What is needed: All of the data below should be output exactly as given.

Input:
*** Block opens ***

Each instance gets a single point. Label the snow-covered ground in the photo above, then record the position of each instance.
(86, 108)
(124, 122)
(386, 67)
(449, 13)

*** Block closes ***

Your solution:
Each instance gets a single point. Label the snow-covered ground in the photo above, then record the position of each instance.
(86, 108)
(124, 122)
(386, 67)
(449, 13)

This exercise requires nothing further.